Exercise requirements: Set out as a numbered list only the lines of the records from the one containing "of the stone" through the end of the records, inclusive, leaving out any blank lines.

>> Start

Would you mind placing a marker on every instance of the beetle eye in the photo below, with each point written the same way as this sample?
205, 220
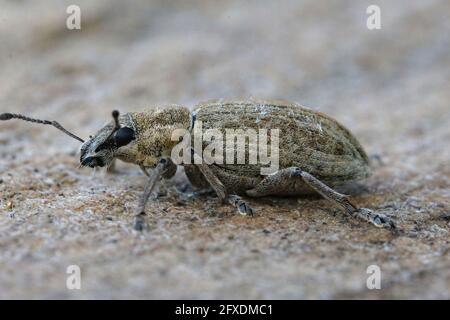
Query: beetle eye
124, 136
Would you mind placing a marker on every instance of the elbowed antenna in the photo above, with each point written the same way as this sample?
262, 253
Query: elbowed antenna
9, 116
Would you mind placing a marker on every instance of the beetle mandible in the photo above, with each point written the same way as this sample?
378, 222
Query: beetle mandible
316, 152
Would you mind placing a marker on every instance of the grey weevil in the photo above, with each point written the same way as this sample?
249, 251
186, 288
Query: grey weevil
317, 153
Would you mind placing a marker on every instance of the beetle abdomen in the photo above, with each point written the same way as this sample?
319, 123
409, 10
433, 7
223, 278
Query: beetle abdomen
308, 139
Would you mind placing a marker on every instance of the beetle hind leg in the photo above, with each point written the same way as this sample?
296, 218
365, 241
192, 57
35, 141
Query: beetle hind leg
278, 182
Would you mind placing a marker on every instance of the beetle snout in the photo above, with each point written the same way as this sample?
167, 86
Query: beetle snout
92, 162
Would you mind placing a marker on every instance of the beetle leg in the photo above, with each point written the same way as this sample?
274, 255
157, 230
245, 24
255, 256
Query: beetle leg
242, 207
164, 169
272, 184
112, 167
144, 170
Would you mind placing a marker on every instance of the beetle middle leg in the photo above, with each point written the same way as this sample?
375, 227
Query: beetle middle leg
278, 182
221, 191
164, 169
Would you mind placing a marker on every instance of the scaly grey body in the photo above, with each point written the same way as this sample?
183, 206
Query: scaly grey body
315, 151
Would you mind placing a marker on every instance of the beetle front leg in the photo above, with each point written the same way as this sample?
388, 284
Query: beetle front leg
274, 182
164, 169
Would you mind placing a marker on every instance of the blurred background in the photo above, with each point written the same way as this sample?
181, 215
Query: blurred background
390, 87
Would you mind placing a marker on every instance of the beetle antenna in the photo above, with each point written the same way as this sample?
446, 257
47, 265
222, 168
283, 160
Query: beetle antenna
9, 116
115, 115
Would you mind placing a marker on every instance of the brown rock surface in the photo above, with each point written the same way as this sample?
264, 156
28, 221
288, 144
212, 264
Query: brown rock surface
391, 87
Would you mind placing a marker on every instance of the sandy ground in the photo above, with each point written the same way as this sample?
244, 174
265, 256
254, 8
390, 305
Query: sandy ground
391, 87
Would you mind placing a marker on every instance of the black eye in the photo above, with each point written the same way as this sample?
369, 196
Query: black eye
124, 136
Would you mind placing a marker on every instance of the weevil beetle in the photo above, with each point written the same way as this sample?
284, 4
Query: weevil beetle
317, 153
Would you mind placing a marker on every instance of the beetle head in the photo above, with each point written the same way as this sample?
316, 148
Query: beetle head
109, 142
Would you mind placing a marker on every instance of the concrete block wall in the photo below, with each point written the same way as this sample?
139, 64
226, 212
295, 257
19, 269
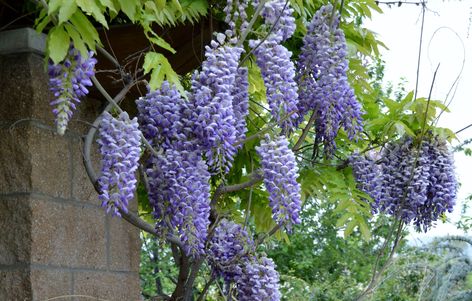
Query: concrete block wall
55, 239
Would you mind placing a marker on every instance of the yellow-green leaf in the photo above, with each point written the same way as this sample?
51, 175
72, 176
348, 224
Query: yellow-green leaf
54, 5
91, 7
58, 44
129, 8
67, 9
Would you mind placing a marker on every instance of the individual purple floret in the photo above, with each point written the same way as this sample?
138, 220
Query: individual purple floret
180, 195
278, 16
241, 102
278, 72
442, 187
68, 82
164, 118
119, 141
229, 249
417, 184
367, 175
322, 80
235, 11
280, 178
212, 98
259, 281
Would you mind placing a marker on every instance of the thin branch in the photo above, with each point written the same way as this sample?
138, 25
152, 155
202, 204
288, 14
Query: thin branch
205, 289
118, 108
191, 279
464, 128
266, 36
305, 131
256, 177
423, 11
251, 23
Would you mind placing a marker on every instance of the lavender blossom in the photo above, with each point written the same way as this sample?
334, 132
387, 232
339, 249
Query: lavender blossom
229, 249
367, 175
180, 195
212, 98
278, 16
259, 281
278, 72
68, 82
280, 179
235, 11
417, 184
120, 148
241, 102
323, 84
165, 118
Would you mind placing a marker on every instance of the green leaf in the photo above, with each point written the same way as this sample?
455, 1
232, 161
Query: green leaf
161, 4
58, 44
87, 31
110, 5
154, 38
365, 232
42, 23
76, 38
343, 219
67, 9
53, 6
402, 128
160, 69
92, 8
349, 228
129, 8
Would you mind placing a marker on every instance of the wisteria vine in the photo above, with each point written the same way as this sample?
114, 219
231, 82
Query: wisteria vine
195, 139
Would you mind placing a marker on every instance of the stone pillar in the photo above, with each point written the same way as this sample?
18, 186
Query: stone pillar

>> End

Exercise answer:
1. Would you mind placing a marker on every instance of the stone pillar in the photo above, with each point written the same way as this sample?
2. 18, 186
3. Query: stone pillar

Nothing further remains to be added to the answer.